§ **THE EXERCISE**:
Could you write out every record below exactly, leaving out any pictures?

__________________________________________________

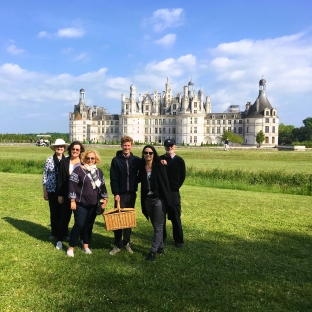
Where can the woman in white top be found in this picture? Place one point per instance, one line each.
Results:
(66, 168)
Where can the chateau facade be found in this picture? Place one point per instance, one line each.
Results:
(185, 117)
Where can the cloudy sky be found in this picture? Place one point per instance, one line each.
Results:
(49, 50)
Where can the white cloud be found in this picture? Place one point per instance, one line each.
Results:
(80, 57)
(165, 18)
(43, 34)
(70, 32)
(13, 49)
(173, 67)
(167, 40)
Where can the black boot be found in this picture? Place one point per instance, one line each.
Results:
(151, 256)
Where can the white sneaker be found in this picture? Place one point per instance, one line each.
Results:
(70, 252)
(128, 248)
(114, 251)
(59, 245)
(87, 251)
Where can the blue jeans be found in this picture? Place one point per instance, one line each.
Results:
(155, 210)
(84, 220)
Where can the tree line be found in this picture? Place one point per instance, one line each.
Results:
(290, 135)
(30, 137)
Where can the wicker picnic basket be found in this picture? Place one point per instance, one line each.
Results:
(119, 218)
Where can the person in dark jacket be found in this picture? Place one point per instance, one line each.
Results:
(49, 183)
(176, 172)
(86, 185)
(67, 165)
(123, 181)
(155, 196)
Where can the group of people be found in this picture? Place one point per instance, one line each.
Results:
(75, 184)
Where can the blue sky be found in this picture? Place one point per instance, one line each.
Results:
(49, 50)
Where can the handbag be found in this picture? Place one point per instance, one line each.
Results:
(99, 210)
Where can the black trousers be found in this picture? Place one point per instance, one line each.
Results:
(66, 215)
(175, 218)
(55, 212)
(126, 201)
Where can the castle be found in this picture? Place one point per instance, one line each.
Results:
(185, 117)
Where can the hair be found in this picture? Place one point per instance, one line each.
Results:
(72, 145)
(153, 149)
(125, 139)
(86, 153)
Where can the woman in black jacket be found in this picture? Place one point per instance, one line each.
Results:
(155, 196)
(67, 166)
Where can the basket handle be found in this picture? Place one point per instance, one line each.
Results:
(118, 205)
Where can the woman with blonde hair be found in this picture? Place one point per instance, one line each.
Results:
(86, 187)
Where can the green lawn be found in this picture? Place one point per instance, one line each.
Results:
(200, 158)
(244, 251)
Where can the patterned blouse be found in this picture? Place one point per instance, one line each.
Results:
(49, 177)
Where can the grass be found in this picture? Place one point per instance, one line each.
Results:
(244, 251)
(252, 170)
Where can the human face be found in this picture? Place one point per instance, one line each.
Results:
(148, 154)
(90, 159)
(170, 149)
(75, 151)
(126, 148)
(59, 150)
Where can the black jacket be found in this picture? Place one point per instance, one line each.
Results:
(159, 185)
(123, 173)
(176, 171)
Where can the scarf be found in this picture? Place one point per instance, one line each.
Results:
(95, 181)
(57, 162)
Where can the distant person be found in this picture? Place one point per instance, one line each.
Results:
(67, 166)
(226, 144)
(176, 172)
(123, 181)
(155, 196)
(85, 183)
(49, 183)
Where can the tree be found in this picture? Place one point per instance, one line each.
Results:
(260, 137)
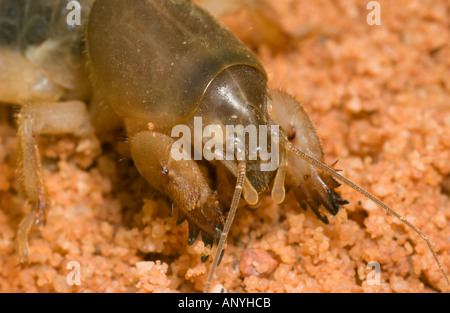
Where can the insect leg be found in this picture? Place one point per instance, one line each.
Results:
(310, 186)
(181, 180)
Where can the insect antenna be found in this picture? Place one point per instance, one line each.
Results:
(242, 166)
(319, 165)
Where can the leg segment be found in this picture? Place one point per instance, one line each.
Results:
(310, 185)
(35, 119)
(182, 181)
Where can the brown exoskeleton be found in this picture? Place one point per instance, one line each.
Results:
(43, 72)
(159, 64)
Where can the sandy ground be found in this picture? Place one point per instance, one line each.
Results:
(380, 99)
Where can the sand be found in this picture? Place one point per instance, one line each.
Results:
(380, 99)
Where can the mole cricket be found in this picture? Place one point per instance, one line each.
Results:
(157, 64)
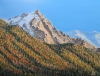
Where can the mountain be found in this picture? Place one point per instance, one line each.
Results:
(38, 26)
(23, 55)
(91, 37)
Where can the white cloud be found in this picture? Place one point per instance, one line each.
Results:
(81, 35)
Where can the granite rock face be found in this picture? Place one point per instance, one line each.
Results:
(38, 26)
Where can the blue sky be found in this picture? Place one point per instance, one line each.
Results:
(65, 15)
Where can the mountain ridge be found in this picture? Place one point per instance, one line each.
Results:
(41, 28)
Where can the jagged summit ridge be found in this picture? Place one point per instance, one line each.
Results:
(38, 26)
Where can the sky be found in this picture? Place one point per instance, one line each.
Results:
(65, 15)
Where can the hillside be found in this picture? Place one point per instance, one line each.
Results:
(38, 26)
(23, 55)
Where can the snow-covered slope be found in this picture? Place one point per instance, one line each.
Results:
(38, 26)
(91, 37)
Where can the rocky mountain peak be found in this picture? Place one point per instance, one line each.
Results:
(41, 28)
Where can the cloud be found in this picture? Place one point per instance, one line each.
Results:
(81, 35)
(97, 36)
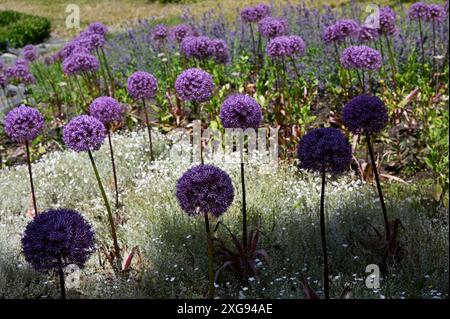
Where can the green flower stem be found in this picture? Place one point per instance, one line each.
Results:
(110, 216)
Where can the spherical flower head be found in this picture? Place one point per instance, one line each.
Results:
(160, 32)
(106, 110)
(97, 27)
(270, 27)
(57, 238)
(194, 85)
(142, 85)
(80, 62)
(30, 53)
(205, 189)
(84, 133)
(325, 150)
(418, 11)
(179, 32)
(388, 19)
(240, 111)
(365, 114)
(361, 57)
(436, 13)
(23, 124)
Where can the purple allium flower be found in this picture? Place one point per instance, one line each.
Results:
(361, 57)
(97, 27)
(179, 32)
(240, 111)
(30, 53)
(436, 13)
(194, 85)
(81, 62)
(325, 149)
(418, 11)
(368, 33)
(388, 19)
(57, 238)
(270, 27)
(205, 189)
(365, 114)
(220, 51)
(160, 32)
(106, 109)
(23, 124)
(142, 85)
(84, 133)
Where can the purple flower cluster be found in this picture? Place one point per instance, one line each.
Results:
(325, 149)
(142, 85)
(271, 27)
(84, 133)
(361, 57)
(194, 85)
(240, 111)
(106, 110)
(23, 124)
(342, 29)
(57, 238)
(205, 189)
(365, 114)
(255, 14)
(285, 46)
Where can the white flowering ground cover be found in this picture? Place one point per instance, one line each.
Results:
(282, 201)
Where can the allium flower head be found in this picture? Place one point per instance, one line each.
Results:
(84, 133)
(325, 149)
(240, 111)
(142, 85)
(388, 19)
(23, 124)
(361, 57)
(270, 27)
(194, 85)
(30, 53)
(205, 189)
(57, 238)
(81, 62)
(106, 110)
(365, 114)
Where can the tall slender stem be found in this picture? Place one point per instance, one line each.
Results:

__________________________________________________

§ **RESPONSE TO THE EXERCISE**:
Where can the woman in white top be found in this picture? Place one point per instance, one line each.
Results:
(66, 168)
Where can the chateau facade be found in this picture? Place one point per instance, one line each.
Results:
(185, 117)
Where can the cloudy sky be found in this picture? Place one point per instance, one line each.
Results:
(49, 50)
Where can the white cloud be found in this picture? Place one point per instance, one line each.
Results:
(80, 57)
(165, 18)
(43, 34)
(70, 32)
(13, 49)
(173, 67)
(167, 40)
Where can the black boot be found in this picture? Place one point per instance, one line each.
Results:
(151, 256)
Where can the white sneaker be found in this picture? Place one point per instance, one line each.
Results:
(70, 252)
(128, 248)
(114, 251)
(59, 245)
(87, 251)
Where can the blue jeans be found in this picture? Place one point per instance, one line each.
Results:
(155, 210)
(84, 220)
Where can the tree line be found in this picture? Place one point per instance, one line each.
Results:
(290, 135)
(30, 137)
Where can the wicker picnic basket be found in this picture? Place one point per instance, one line each.
Results:
(119, 218)
Where can the person in dark jacket be found in this picture? Place one point per instance, one line each.
Results:
(49, 183)
(176, 172)
(86, 185)
(67, 165)
(123, 181)
(155, 196)
Where can the group of people be found in this picture? Place one point per instance, one line each.
Results:
(75, 184)
Where can the blue sky be found in this picture? Place one point per instance, one line each.
Results:
(49, 50)
Where can the handbag be found in this picture? Place one point per instance, one line each.
Results:
(99, 210)
Where can the black trousers be found in this picture? Place one point per instance, one line each.
Results:
(66, 215)
(175, 218)
(55, 212)
(126, 201)
Where can the castle be found in this picture? Place one point per instance, one line each.
Results:
(185, 117)
Where can the hair be found in this picture? Place one point per instance, one line each.
Results:
(72, 145)
(153, 149)
(125, 139)
(86, 153)
Where can the woman in black jacket be found in this picture? Place one point per instance, one line each.
Results:
(155, 196)
(67, 166)
Where can the basket handle be found in this picture? Place one point per instance, one line each.
Results:
(118, 205)
Where can the woman with blonde hair be found in this picture? Place one point per instance, one line each.
Results:
(86, 187)
Where can the green lawn be found in this picture? Place one point per instance, one line each.
Results:
(200, 158)
(244, 251)
Where can the patterned blouse be found in this picture? Place one point per instance, one line each.
Results:
(49, 177)
Where can the grass be found in this picture? Place one point per instance, one line each.
Results:
(244, 251)
(252, 170)
Where can the human face be found in this picture? Place one point per instance, one line each.
Results:
(148, 154)
(90, 159)
(170, 149)
(75, 151)
(126, 148)
(59, 150)
Where can the black jacket be found in this picture? Place one point per instance, one line each.
Results:
(159, 185)
(123, 173)
(176, 171)
Where can the scarf be found in this picture? Place one point per instance, one line each.
Results:
(95, 181)
(57, 162)
Where can the distant person be found in this picture? Place one point per instance, one line each.
Results:
(67, 166)
(226, 144)
(176, 172)
(123, 181)
(155, 196)
(85, 183)
(49, 183)
Where can the tree be found in this picture? Place one point per instance, one line each.
Results:
(260, 137)
Where can the insect leg be found in this picture? Place one point per instance, one line each.
Results:
(310, 186)
(181, 180)
Where can the insect antenna be found in this picture? Place one point per instance, one line each.
Results:
(242, 166)
(319, 165)
Where can the leg segment be found in this picture? Place one point per instance, one line each.
Results:
(310, 185)
(35, 119)
(182, 181)
Where can the brown exoskeleton be found in this picture? Place one point per instance, one line each.
Results:
(43, 72)
(159, 64)
Where can the sandy ground be found in this picture? Place one point per instance, one line each.
Results:
(380, 99)
Where can the sand be found in this picture? Place one point per instance, one line each.
Results:
(380, 99)
Where can the mole cricket be found in this picture? Place one point per instance, one line each.
Results:
(157, 64)
Where can the mountain be found in this picture? Place one point per instance, one line each.
Results:
(38, 26)
(23, 55)
(91, 37)
Where can the white cloud be found in this picture? Place one point per instance, one line each.
Results:
(81, 35)
Where can the granite rock face be found in this picture? Place one point per instance, one line each.
Results:
(38, 26)
Where can the blue sky be found in this picture? Place one point per instance, one line each.
Results:
(65, 15)
Where can the mountain ridge be found in this picture? Place one point per instance, one line each.
Results:
(41, 28)
Where can the jagged summit ridge be found in this picture? Place one point per instance, one line each.
Results:
(38, 26)
Where can the sky be found in this picture? Place one point per instance, one line each.
Results:
(65, 15)
Where can the hillside be found in this picture? Place one point per instance, one line each.
Results:
(38, 26)
(23, 55)
Where can the snow-covered slope be found in this picture? Place one point per instance, one line each.
Results:
(38, 26)
(91, 37)
Where can the rocky mountain peak be found in this picture? Place one point per instance, one line each.
Results:
(41, 28)
Where can the cloud be found in this picture? Place one point per instance, one line each.
Results:
(81, 35)
(97, 36)
Where can the green flower stem be found in this picture? Place one point per instance, one line each.
Results:
(110, 216)
Where can the spherical flower head be found in this picture? Place one point per instance, one line each.
Results:
(160, 32)
(106, 110)
(97, 27)
(270, 27)
(57, 238)
(194, 85)
(142, 85)
(80, 62)
(30, 53)
(205, 189)
(84, 133)
(325, 150)
(418, 11)
(179, 32)
(388, 19)
(240, 111)
(365, 114)
(361, 57)
(436, 13)
(23, 124)
Where can the purple allium flower be found in this picture? Place one point per instance, one line each.
Results:
(361, 57)
(97, 27)
(179, 32)
(240, 111)
(30, 53)
(436, 13)
(194, 85)
(81, 62)
(325, 149)
(418, 11)
(368, 33)
(388, 19)
(57, 238)
(270, 27)
(205, 189)
(365, 114)
(220, 51)
(160, 32)
(106, 109)
(23, 124)
(142, 85)
(84, 133)
Where can the purple flower cluster be found in this picture? Place one point per instance, one line each.
Results:
(325, 149)
(142, 85)
(271, 27)
(84, 133)
(361, 57)
(194, 85)
(240, 111)
(106, 110)
(23, 124)
(342, 29)
(57, 238)
(205, 189)
(365, 114)
(255, 14)
(285, 46)
Where can the white flowering ground cover be found in this picture? Place one point per instance, one line each.
Results:
(282, 201)
Where can the allium flower head be found in this picture? Place one point per instance, one line each.
Results:
(84, 133)
(325, 149)
(240, 111)
(142, 85)
(388, 19)
(23, 124)
(361, 57)
(270, 27)
(194, 85)
(30, 53)
(205, 189)
(57, 238)
(81, 62)
(106, 110)
(365, 114)
Where can the tall slender stem be found in this picture? Place one point per instance, one line each.
Results:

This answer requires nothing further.